Your instructions - Output all the data exactly. Pictures do not belong in the copy.

Source data -
★ ★ ★ ★

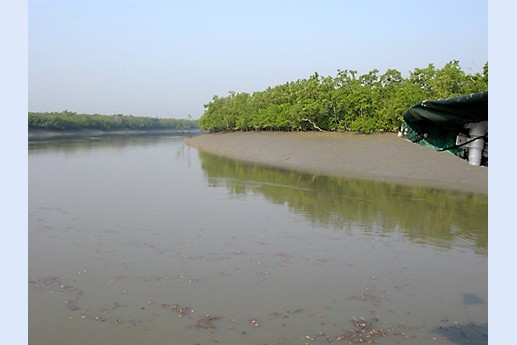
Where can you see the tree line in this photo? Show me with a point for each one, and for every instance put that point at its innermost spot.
(345, 102)
(67, 120)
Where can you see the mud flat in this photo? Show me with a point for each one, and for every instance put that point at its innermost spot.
(381, 156)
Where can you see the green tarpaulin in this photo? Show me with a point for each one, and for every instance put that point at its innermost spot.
(438, 123)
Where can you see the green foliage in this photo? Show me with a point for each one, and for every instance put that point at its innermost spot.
(67, 120)
(347, 102)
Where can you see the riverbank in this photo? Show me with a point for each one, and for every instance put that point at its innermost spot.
(381, 156)
(45, 134)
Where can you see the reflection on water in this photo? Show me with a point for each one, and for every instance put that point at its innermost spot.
(425, 215)
(143, 240)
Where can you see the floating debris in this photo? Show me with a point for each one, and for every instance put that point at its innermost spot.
(178, 309)
(364, 332)
(207, 321)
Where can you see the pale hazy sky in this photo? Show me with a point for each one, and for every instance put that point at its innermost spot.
(168, 58)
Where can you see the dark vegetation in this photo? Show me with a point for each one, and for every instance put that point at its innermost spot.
(346, 102)
(69, 121)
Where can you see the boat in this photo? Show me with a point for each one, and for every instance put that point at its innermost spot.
(456, 125)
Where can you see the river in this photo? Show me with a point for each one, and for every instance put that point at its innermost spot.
(144, 240)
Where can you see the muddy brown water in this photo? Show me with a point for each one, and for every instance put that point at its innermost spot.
(144, 240)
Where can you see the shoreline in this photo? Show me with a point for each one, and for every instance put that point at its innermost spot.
(379, 156)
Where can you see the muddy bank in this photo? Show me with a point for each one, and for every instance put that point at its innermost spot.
(382, 157)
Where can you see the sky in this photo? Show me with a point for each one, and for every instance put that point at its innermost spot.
(167, 58)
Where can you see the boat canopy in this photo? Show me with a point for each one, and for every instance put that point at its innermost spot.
(457, 125)
(450, 113)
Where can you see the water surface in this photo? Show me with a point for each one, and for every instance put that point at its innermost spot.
(143, 240)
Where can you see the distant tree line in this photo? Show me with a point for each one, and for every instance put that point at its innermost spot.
(346, 102)
(67, 120)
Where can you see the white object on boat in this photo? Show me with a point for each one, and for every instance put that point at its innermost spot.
(477, 129)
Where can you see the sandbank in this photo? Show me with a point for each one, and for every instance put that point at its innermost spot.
(380, 156)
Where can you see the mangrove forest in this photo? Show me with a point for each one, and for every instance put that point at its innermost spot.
(70, 121)
(366, 103)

★ ★ ★ ★

Response to the task -
Where can you see the tree line in this photo? Show me with a point for each one, and for every instance put that point at its innermost spot.
(345, 102)
(67, 120)
Where can you see the mud flat in this photo? Show me with a point for each one, and for every instance put that point at its innermost spot.
(381, 156)
Where can you see the green tarpaulin in this photo? Show me with a point for each one, and for every instance put that point at its innermost spot.
(438, 123)
Where can you see the green foliage in this photo? Show me with a point for each one, and for every instance put that point at its innermost spot.
(67, 120)
(347, 102)
Where can you see the riverbank in this photo? Show me with a point for each one, and for every instance put that point at its innermost spot.
(381, 156)
(45, 134)
Where can you see the reflection on water in this photo? Show me with a point for each one, and for every instance put that point at its innermost spot.
(425, 215)
(143, 240)
Where can you see the floating debris in this photo? Show me with a point for each one, and for every instance put that point at its innermost spot.
(178, 309)
(364, 332)
(207, 321)
Where can you see the pale hazy sky in this photo? Show me with a point for each one, and for every instance put that point at its innermost spot.
(168, 58)
Where can you see the dark vegetation in this photo? Show me with a point for each one, and for every instance put that point at its innermost spot.
(346, 102)
(69, 121)
Where can you see the boat in this photo? Show me with a point for each one, and for every instance put that point at its innermost spot.
(456, 125)
Where can you see the river in this photo? Show me with a point for each one, and for every instance put that point at its innermost spot.
(144, 240)
Where can you see the muddy brown water in this photo? Show me with a point for each one, and for every instance put that point at its innermost spot.
(144, 240)
Where can you see the shoreline in this photo? Show me with a point for each one, and for every instance put that point at its innermost spot.
(379, 156)
Where can you see the muddy bank in this photo? Show me with a point for each one, and for every instance put that point at its innermost spot.
(382, 157)
Where can you see the sky in this photo? Show me with a point for each one, and for every instance put that point at its innermost spot.
(167, 58)
Where can you see the boat canopy in this photo? Show me with a point for each one, and for every instance put that point at its innermost spot.
(457, 125)
(450, 113)
Where can you see the water surface in this photo? Show me with a point for each one, and for every instance put that point at its innermost spot.
(143, 240)
Where can you see the distant tree line in this photo? Show me with a point for each one, and for every instance put that point at its innermost spot.
(346, 102)
(67, 120)
Where can you see the white object on boat in this photo? Show me with a point for each one, and for every instance put that point at its innermost spot.
(477, 129)
Where can you see the sandbank in this photo? Show me with a point for each one, and for every instance put that point at its innermost spot.
(380, 156)
Where can you see the mangrove forest in this photo? Show me with a point for each one, and for every instance put that point at its innermost spot.
(70, 121)
(366, 103)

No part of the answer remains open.